- AVAILABLE RECORDS:
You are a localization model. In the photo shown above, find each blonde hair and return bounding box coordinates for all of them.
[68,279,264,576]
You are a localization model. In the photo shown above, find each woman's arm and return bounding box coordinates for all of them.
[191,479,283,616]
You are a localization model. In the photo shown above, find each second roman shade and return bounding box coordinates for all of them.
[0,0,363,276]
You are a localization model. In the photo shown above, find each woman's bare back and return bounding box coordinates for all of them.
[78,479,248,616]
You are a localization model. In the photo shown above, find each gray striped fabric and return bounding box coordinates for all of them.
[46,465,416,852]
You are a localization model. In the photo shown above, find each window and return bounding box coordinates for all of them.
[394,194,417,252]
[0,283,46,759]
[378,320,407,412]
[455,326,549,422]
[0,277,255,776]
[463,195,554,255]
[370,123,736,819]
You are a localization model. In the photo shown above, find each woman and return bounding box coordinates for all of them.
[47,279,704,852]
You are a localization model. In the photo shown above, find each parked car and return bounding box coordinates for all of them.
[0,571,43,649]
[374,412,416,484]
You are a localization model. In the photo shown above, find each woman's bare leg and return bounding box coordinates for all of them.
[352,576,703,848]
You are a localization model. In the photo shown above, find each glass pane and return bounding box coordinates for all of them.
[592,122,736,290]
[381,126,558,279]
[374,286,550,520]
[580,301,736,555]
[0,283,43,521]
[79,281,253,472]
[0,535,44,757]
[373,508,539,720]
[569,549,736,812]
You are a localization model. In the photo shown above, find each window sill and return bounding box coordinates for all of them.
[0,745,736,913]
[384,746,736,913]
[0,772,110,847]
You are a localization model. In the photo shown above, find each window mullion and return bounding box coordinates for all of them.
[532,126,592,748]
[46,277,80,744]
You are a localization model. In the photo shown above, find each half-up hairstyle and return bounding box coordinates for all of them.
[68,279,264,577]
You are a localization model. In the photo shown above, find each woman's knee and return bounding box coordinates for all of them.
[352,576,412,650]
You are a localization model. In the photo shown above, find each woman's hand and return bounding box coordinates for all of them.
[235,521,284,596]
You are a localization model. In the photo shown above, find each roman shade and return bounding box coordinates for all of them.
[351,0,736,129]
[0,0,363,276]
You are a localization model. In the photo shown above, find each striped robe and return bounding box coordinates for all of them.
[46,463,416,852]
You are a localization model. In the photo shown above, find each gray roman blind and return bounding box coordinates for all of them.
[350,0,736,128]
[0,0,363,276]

- WHAT IS REQUIRED: Please reproduce every item above word for word.

- OUTPUT FOR THIS EXERCISE:
You are a localization model. In the photo shown above, find each blonde hair and return bounding box coordinates for all of them.
[68,279,264,576]
You are a localization model. In the photo shown above, find each woman's arm and return bounding box coordinates for all of them.
[191,479,283,616]
You are a localization model. In the photo shown above, find each second roman shade and return bounding box coordinates for all of them.
[0,0,363,276]
You are a localization model. In the photo shown above, find each woman's bare back and return bounding box coordinates for all of them.
[78,479,248,616]
You are a localization model. In the photo shown above, find each gray striped fabric and return bounding box coordinates for all of them.
[46,465,416,852]
You are a localization model. In the photo shown above, find each window and return bounding box coordinates for all of them.
[394,194,417,252]
[0,283,46,759]
[378,320,407,412]
[455,326,549,422]
[0,277,255,776]
[463,195,554,255]
[370,123,736,819]
You are a localization model. In the photo shown above, find each woman and return bounding box coordinates for all of them.
[47,279,704,852]
You are a localization model. In the photo shown above, find each parked car and return bounding box coordinates for all of them.
[0,571,43,649]
[374,412,416,484]
You are a localization model. In the photo shown above, find each woman's bare leg and return bounding box coordinates for all of them.
[352,576,703,848]
You are a localization model. In the photo shown above, find each glass pane and return bounding box coordinates for all of them.
[592,122,736,290]
[381,126,558,279]
[374,286,550,520]
[580,301,736,555]
[0,283,43,521]
[79,281,253,472]
[0,535,44,757]
[373,508,539,720]
[569,549,736,812]
You are a localization model. In the photo shown above, find each window sill and return bounding box coordinates for all of them.
[0,745,736,913]
[384,746,736,913]
[0,772,110,847]
You are a localization model. In the photo shown above, find each window mullion and return bounding box coordinates for all of them.
[532,126,592,748]
[46,277,80,744]
You are a localization model. In the photo shown above, find each half-up hairstyle and return bounding box coordinates for all of them.
[68,279,264,577]
You are a localization model. In the photo shown above, find each woman's knee and return bounding box coordinates for all of them.
[352,576,412,650]
You are a localization model. In the photo shown above, find each woman's hand and return bounding box coordinates for all of them.
[235,521,284,596]
You are a localization model. In the photo shown above, find each roman shade and return bounding box coordinates for all of them.
[351,0,736,129]
[0,0,363,276]
You are a localization model. In the photo shown above, find each striped robe and return bounding box coordinates for all of them.
[46,463,416,852]
You are a localization model. In the photo shown above, find each gray roman blind and return bounding box coordinates for all of them.
[350,0,736,128]
[0,0,363,276]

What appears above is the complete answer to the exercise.